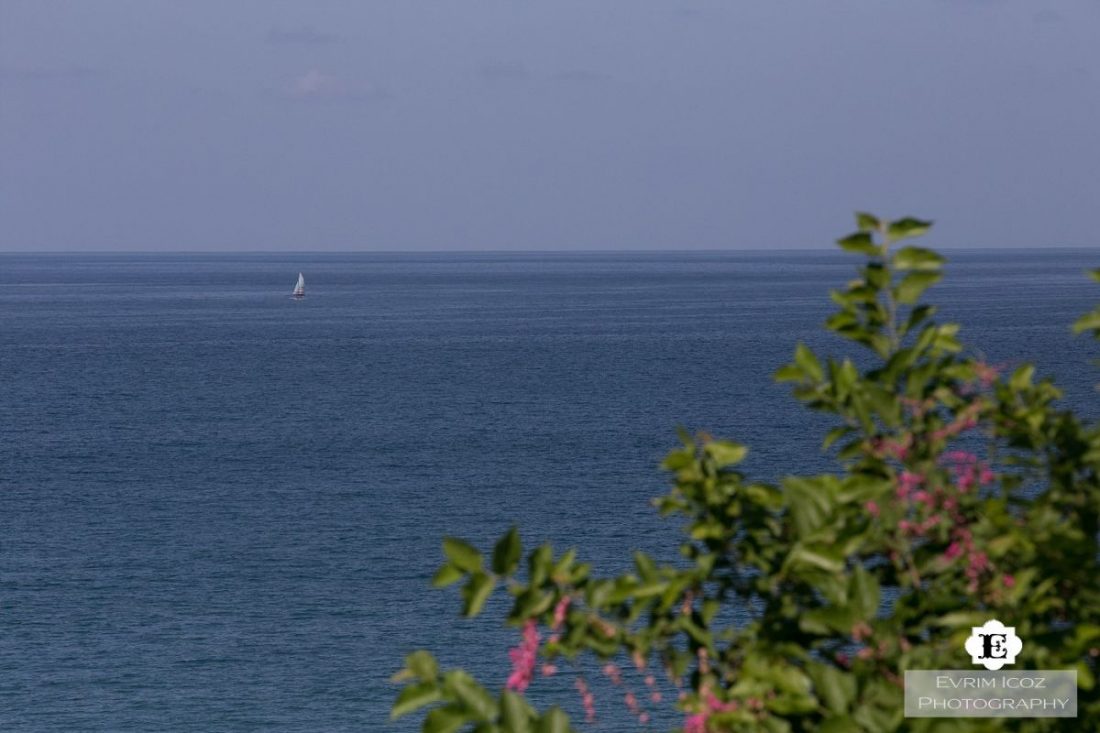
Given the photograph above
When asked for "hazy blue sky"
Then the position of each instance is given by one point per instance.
(402, 124)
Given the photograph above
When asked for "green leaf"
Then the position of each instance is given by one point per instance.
(462, 555)
(811, 503)
(415, 697)
(913, 285)
(473, 697)
(835, 689)
(476, 592)
(867, 221)
(725, 453)
(507, 553)
(824, 558)
(906, 228)
(447, 576)
(864, 591)
(553, 721)
(645, 566)
(917, 258)
(860, 243)
(444, 720)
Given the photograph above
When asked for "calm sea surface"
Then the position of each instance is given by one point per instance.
(220, 507)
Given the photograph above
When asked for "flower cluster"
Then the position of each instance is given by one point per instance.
(524, 657)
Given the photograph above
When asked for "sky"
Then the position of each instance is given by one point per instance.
(564, 124)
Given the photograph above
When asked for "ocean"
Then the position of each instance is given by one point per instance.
(220, 507)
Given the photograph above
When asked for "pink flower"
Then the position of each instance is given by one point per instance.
(524, 657)
(906, 482)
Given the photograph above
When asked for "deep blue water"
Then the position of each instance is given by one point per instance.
(220, 507)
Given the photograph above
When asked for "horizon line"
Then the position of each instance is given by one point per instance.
(715, 250)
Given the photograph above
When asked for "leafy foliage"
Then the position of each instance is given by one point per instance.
(961, 494)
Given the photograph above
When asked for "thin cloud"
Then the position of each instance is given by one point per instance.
(300, 36)
(50, 73)
(318, 85)
(580, 75)
(505, 72)
(1047, 15)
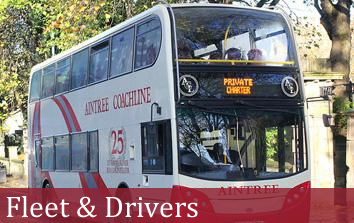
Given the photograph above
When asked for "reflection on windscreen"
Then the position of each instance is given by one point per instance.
(243, 36)
(239, 145)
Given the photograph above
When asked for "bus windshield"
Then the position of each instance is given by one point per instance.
(243, 144)
(232, 36)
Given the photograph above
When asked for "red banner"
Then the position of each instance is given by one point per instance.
(180, 204)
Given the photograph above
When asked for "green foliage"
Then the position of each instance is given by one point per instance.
(272, 143)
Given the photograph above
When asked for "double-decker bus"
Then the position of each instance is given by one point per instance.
(184, 96)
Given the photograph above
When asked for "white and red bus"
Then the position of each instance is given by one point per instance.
(195, 95)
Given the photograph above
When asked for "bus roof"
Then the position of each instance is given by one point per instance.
(126, 24)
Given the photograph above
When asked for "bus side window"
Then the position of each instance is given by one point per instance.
(35, 93)
(122, 53)
(79, 69)
(37, 151)
(62, 76)
(93, 151)
(99, 62)
(157, 147)
(62, 153)
(48, 81)
(148, 41)
(79, 152)
(47, 154)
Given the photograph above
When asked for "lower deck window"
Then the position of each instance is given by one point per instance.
(93, 151)
(79, 151)
(75, 152)
(156, 147)
(47, 154)
(62, 153)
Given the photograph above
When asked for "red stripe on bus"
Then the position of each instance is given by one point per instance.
(63, 113)
(32, 145)
(39, 120)
(72, 113)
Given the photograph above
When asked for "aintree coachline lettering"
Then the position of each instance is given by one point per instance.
(132, 98)
(119, 101)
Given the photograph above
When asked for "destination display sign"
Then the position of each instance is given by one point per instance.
(202, 85)
(238, 86)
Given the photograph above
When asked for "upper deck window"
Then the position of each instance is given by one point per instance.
(99, 62)
(232, 36)
(122, 53)
(80, 67)
(48, 81)
(62, 77)
(148, 41)
(35, 92)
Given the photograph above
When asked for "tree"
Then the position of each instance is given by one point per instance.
(335, 18)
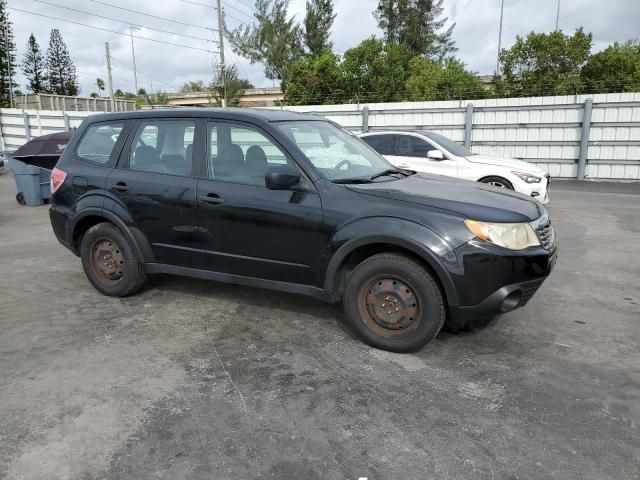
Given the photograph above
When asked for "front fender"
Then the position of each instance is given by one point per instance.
(418, 239)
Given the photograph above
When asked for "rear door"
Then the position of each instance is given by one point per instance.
(153, 187)
(250, 230)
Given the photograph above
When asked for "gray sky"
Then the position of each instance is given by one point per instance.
(168, 67)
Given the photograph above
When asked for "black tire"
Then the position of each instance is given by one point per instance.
(406, 288)
(498, 182)
(122, 272)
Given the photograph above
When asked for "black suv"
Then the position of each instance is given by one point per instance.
(292, 202)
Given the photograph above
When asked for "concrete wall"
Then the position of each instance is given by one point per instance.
(18, 126)
(542, 130)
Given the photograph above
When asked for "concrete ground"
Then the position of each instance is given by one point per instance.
(198, 380)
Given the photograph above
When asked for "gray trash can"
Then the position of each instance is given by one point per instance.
(32, 183)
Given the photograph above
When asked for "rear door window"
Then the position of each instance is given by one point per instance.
(410, 146)
(163, 146)
(98, 141)
(383, 144)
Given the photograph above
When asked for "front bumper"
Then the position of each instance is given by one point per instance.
(493, 280)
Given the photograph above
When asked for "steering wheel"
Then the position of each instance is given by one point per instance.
(342, 163)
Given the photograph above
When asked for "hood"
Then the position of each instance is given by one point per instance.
(520, 165)
(472, 200)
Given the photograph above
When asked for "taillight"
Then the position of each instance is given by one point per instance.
(57, 179)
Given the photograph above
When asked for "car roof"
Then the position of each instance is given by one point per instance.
(259, 114)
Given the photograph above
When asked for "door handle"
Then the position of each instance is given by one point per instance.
(211, 198)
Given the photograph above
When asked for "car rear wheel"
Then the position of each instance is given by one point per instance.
(394, 303)
(110, 262)
(498, 182)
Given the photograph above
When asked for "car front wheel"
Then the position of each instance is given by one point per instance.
(110, 262)
(394, 303)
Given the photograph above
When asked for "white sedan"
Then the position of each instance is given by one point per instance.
(429, 152)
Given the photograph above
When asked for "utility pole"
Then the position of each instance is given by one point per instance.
(109, 79)
(499, 39)
(6, 48)
(223, 74)
(133, 56)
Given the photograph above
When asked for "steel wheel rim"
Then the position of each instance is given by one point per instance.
(107, 261)
(390, 307)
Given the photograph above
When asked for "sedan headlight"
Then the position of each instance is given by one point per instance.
(514, 236)
(527, 177)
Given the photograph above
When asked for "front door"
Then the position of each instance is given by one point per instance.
(154, 187)
(410, 152)
(250, 230)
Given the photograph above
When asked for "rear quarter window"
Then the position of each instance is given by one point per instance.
(98, 141)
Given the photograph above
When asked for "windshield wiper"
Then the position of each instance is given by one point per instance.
(386, 172)
(352, 180)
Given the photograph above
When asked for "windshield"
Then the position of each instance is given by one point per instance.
(447, 144)
(337, 154)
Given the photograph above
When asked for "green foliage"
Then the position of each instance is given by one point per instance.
(317, 25)
(418, 25)
(315, 80)
(193, 86)
(33, 67)
(7, 56)
(615, 69)
(234, 85)
(544, 64)
(448, 80)
(274, 39)
(60, 68)
(375, 71)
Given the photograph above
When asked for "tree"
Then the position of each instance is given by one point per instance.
(234, 85)
(417, 24)
(100, 85)
(317, 25)
(7, 57)
(544, 64)
(193, 86)
(615, 69)
(60, 68)
(274, 39)
(33, 67)
(375, 71)
(448, 80)
(315, 80)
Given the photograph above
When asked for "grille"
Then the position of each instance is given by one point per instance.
(545, 232)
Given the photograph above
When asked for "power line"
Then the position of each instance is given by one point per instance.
(110, 31)
(242, 12)
(122, 21)
(150, 15)
(142, 73)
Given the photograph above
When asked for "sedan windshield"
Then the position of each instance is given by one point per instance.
(449, 145)
(338, 155)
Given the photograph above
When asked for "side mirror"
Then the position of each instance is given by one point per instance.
(435, 155)
(281, 178)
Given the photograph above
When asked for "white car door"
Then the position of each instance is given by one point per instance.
(412, 152)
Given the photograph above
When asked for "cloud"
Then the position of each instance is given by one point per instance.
(167, 67)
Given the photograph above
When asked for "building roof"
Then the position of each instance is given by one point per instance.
(265, 115)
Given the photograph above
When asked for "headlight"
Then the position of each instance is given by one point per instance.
(514, 236)
(527, 177)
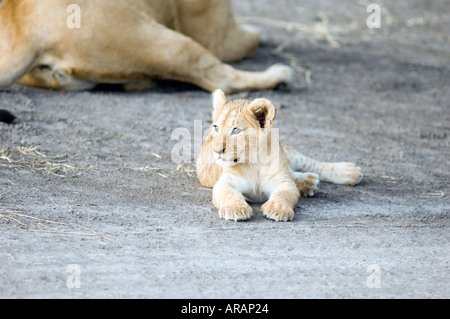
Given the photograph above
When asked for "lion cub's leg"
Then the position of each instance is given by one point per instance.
(230, 202)
(280, 206)
(338, 173)
(307, 183)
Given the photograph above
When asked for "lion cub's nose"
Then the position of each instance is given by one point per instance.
(220, 152)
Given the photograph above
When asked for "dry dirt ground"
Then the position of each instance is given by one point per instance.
(92, 205)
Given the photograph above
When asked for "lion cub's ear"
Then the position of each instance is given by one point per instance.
(263, 112)
(219, 99)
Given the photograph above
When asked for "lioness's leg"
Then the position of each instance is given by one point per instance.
(172, 55)
(14, 64)
(212, 24)
(338, 173)
(230, 203)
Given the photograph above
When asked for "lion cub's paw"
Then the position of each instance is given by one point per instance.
(307, 183)
(348, 174)
(277, 211)
(236, 213)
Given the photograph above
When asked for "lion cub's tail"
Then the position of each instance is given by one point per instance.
(338, 173)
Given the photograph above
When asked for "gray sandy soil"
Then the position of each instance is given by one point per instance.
(92, 205)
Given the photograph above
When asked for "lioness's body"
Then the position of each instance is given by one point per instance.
(127, 41)
(242, 159)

→ **Task objective**
Return every line of the material above that contains the word "black", copying each line in full.

→ **Expected answer**
When asked for "black tire"
When asked for "black suv"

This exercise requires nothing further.